[Given problem]:
Give the material again in full, matching it exactly.

[Records contained in a dataset]

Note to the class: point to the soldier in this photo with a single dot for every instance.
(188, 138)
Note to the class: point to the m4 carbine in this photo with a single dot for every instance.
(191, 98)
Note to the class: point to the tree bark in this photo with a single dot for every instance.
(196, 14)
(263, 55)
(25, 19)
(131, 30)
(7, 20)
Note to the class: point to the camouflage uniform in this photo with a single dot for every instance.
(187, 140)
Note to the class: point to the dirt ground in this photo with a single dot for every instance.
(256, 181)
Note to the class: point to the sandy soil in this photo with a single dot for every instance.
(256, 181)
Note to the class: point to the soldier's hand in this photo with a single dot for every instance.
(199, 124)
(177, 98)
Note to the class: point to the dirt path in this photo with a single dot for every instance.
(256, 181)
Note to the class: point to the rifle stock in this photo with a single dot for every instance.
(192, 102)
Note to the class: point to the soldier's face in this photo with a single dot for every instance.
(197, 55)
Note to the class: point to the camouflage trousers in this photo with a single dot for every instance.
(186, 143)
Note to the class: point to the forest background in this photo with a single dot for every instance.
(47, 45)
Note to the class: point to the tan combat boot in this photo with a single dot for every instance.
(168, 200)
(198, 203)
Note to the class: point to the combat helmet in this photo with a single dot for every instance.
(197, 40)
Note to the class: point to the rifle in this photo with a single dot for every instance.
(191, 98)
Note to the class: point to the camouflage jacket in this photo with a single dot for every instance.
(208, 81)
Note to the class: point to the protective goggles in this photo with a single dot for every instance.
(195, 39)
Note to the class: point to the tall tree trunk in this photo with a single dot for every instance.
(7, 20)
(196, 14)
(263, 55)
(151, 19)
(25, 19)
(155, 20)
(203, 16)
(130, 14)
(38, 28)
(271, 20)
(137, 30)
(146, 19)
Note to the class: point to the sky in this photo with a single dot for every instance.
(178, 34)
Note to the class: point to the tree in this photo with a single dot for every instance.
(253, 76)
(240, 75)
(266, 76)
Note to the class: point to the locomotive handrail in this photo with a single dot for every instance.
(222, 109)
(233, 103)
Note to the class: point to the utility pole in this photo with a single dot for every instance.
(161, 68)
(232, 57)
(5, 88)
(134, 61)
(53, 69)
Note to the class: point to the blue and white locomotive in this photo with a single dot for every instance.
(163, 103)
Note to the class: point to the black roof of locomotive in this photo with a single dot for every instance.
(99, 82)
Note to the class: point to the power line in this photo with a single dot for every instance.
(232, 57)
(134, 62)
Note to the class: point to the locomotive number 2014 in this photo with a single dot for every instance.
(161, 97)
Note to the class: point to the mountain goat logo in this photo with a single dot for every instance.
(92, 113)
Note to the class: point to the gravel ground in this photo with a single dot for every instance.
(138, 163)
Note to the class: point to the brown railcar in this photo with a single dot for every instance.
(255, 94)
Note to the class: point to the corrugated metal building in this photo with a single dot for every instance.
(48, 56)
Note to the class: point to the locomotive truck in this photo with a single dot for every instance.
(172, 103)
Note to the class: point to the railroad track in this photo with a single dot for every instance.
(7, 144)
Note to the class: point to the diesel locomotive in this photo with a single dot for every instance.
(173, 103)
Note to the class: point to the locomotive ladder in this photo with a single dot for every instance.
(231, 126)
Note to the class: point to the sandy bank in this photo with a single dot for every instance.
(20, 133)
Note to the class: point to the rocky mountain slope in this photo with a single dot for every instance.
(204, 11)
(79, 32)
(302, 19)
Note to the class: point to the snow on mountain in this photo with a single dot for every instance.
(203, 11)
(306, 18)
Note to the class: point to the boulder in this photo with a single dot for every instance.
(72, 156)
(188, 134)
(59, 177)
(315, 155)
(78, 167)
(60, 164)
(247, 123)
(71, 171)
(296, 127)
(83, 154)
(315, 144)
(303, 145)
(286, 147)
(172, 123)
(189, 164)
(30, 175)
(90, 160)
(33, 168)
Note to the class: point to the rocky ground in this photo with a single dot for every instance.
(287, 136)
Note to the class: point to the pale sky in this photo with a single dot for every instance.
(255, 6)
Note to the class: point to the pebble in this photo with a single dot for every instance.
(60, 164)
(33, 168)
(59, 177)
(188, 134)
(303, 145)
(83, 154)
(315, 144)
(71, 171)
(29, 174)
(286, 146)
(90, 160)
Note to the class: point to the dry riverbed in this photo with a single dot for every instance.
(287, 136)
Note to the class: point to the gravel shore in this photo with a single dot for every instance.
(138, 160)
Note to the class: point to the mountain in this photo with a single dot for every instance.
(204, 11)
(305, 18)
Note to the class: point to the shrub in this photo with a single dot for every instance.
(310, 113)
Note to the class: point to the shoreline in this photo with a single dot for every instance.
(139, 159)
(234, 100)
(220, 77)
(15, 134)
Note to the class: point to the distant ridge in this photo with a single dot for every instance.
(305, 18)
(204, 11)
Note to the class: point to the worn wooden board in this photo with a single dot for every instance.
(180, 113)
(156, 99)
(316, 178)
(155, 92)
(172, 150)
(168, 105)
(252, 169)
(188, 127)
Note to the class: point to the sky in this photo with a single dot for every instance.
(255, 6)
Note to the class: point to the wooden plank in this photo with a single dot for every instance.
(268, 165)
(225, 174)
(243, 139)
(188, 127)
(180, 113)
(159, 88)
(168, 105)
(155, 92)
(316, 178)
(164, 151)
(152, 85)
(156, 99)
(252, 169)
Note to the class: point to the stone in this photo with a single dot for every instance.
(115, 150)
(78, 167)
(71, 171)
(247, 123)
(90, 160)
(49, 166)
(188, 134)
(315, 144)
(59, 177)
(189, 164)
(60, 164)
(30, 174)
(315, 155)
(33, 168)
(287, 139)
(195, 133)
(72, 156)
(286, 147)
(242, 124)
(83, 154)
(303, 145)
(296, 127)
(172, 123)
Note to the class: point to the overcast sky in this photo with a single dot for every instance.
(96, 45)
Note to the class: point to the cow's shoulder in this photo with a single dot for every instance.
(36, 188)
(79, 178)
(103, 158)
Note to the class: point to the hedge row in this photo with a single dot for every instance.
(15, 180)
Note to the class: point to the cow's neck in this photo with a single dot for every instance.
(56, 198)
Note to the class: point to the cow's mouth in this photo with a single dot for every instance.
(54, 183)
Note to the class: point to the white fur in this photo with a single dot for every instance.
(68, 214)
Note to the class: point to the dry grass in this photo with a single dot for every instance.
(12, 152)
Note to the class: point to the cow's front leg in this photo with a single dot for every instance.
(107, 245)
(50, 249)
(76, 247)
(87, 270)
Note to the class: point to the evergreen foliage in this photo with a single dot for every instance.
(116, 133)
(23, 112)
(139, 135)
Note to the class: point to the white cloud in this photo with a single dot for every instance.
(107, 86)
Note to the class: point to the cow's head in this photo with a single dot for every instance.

[Solution to this problem]:
Note to the class: point to the soldier in this photo with a single dot for every instance.
(188, 138)
Note to the class: point to the m4 carbine in this photo with a single dot for every instance.
(191, 98)
Note to the class: point to the tree bark in this photo with a single dot for every instance.
(196, 14)
(263, 55)
(25, 19)
(131, 30)
(7, 20)
Note to the class: point to the camouflage uniform in this photo with a single dot for every instance.
(187, 140)
Note to the class: point to the dirt ground in this photo with a single dot for every instance.
(256, 181)
Note to the class: point to the sandy soil in this photo with a single dot for every instance.
(256, 181)
Note to the class: point to the soldier's hand in this photo with a single dot for every instance.
(199, 124)
(177, 98)
Note to the class: point to the dirt path in this photo with a single dot for every instance.
(256, 181)
Note to the class: point to the rifle stock in this photo with a single dot for every instance.
(192, 102)
Note to the class: point to the soldier's face in this photo with a single dot for every instance.
(197, 55)
Note to the class: point to the camouflage trousers in this photo with a single dot for every instance.
(186, 143)
Note to the class: point to the forest background in this photo with a single dot for every instance.
(47, 45)
Note to the class: point to the tan combat boot in this photo with a single dot for every instance.
(168, 200)
(198, 203)
Note to the class: point to the combat helmet in this photo with a single dot for every instance.
(197, 40)
Note to the class: point to the rifle in this photo with a single dot for every instance.
(191, 98)
Note to the class: point to the camouflage jacket in this photo with a single dot for every instance.
(208, 81)
Note to the class: point to the protective goggles in this photo with a single dot for every instance.
(195, 39)
Note to the class: point to the tall tree trunk in this photo with a single dot for every instance.
(7, 20)
(196, 14)
(263, 55)
(151, 19)
(25, 19)
(155, 20)
(203, 16)
(130, 14)
(38, 28)
(271, 20)
(137, 30)
(146, 19)
Note to the class: point to the sky in this photo with a single dot for every instance.
(178, 34)
Note to the class: point to the tree in this photo with a single dot for every instance.
(253, 76)
(240, 75)
(266, 76)
Note to the class: point to the locomotive handrail in this photo with a single dot for every instance.
(222, 109)
(233, 103)
Note to the class: point to the utility pole in this photo with a single dot for every instance.
(161, 68)
(232, 57)
(5, 88)
(134, 61)
(53, 69)
Note to the class: point to the blue and white locomotive in this photo with a single dot for every instance.
(163, 103)
Note to the class: point to the black roof of locomotive in this photo with a single dot for every instance.
(99, 82)
Note to the class: point to the power line in this photo with a single dot for every instance.
(232, 57)
(134, 62)
Note to the class: point to the locomotive number 2014 in this photo with a single dot for every instance.
(161, 97)
Note to the class: point to the mountain goat logo in this photo with a single dot for every instance.
(92, 113)
Note to the class: point to the gravel ground in this photo with a single dot for every instance.
(138, 163)
Note to the class: point to the brown railcar in this photo with a single dot for every instance.
(255, 94)
Note to the class: point to the corrugated metal building in this photo with a single dot for every instance.
(48, 56)
Note to the class: point to the locomotive truck in this photo with a single dot for every instance.
(172, 103)
Note to the class: point to the railroad track in this photo with a single dot for every instance.
(7, 144)
Note to the class: point to the diesel locomotive in this photo with a single dot for every instance.
(173, 103)
Note to the class: point to the locomotive ladder in this photo with a single dot for every instance.
(231, 126)
Note to the class: point to the sandy bank in this photo with a single dot for every instance.
(20, 133)
Note to the class: point to the rocky mountain slope in this photo with a single dot for every instance.
(204, 11)
(79, 32)
(302, 19)
Note to the class: point to the snow on mountain in this photo with a single dot for every instance.
(203, 11)
(306, 18)
Note to the class: point to the boulder in this photo with a single dot for every instance.
(72, 156)
(188, 134)
(59, 177)
(315, 155)
(78, 167)
(60, 164)
(247, 123)
(71, 171)
(296, 127)
(83, 154)
(315, 144)
(303, 145)
(286, 147)
(172, 123)
(189, 164)
(30, 175)
(90, 160)
(33, 168)
Note to the class: point to the rocky ground in this photo with a single dot for every instance.
(287, 136)
Note to the class: point to the pale sky in this photo with a single dot for every instance.
(255, 6)
Note to the class: point to the pebble in this photo with a single dot for every instance.
(60, 164)
(33, 168)
(59, 177)
(188, 134)
(303, 145)
(83, 154)
(315, 144)
(71, 171)
(29, 174)
(286, 146)
(90, 160)
Note to the class: point to the dry riverbed in this photo with a single dot for every instance.
(287, 136)
Note to the class: point to the gravel shore in this photo with a single dot for every instance.
(138, 160)
Note to the class: point to the mountain in this photo with a single dot for every instance.
(204, 11)
(305, 18)
Note to the class: point to the shrub in this photo with a single dot for every instance.
(310, 113)
Note to the class: point to the shoreline in this photo with a single dot for every instance.
(139, 159)
(234, 100)
(220, 77)
(15, 134)
Note to the class: point to the distant ridge in this photo with a single dot for every instance.
(305, 18)
(204, 11)
Note to the class: point to the worn wooden board in this photo with a single dot for every instance.
(180, 113)
(156, 99)
(316, 178)
(155, 92)
(172, 150)
(168, 105)
(252, 169)
(188, 127)
Note to the class: point to the sky in this photo with a single dot for every instance.
(255, 6)
Note to the class: point to the wooden plank in this photo with a single dot for every instance.
(268, 165)
(225, 174)
(243, 139)
(188, 127)
(180, 113)
(159, 88)
(168, 105)
(155, 92)
(316, 178)
(164, 151)
(152, 85)
(156, 99)
(252, 169)
Note to the class: point to the stone in this photo with a single dot for every instance.
(115, 150)
(78, 167)
(71, 171)
(247, 123)
(90, 160)
(49, 166)
(188, 134)
(315, 144)
(59, 177)
(189, 164)
(60, 164)
(30, 174)
(315, 155)
(33, 168)
(287, 139)
(195, 133)
(72, 156)
(286, 147)
(242, 124)
(83, 154)
(303, 145)
(296, 127)
(172, 123)
Note to the class: point to the overcast sky in this photo with a single dot for every instance.
(96, 45)
Note to the class: point to the cow's shoulder in this photo with a single dot for every instance.
(36, 188)
(79, 178)
(103, 158)
Note to the class: point to the hedge row in this photo with a single dot for every instance.
(15, 180)
Note to the class: point to the cow's neck in this photo with a single dot for every instance.
(56, 198)
Note to the class: point to the cow's mouth in this photo with a single dot for every instance.
(54, 183)
Note to the class: point to the white fur in this photo with a single dot for every instance.
(68, 214)
Note to the class: point to the dry grass in this photo with a single dot for every instance.
(12, 152)
Note to the class: point to the cow's front leg in this photo with a single dot for every instance.
(107, 245)
(50, 249)
(76, 247)
(87, 270)
Note to the class: point to the evergreen foliage in this photo with a single dot for every instance.
(116, 133)
(23, 112)
(139, 135)
Note to the class: point to the white cloud in this photo with a single dot for every instance.
(107, 86)
Note to the class: point to the cow's head in this photo with a single dot for every instance.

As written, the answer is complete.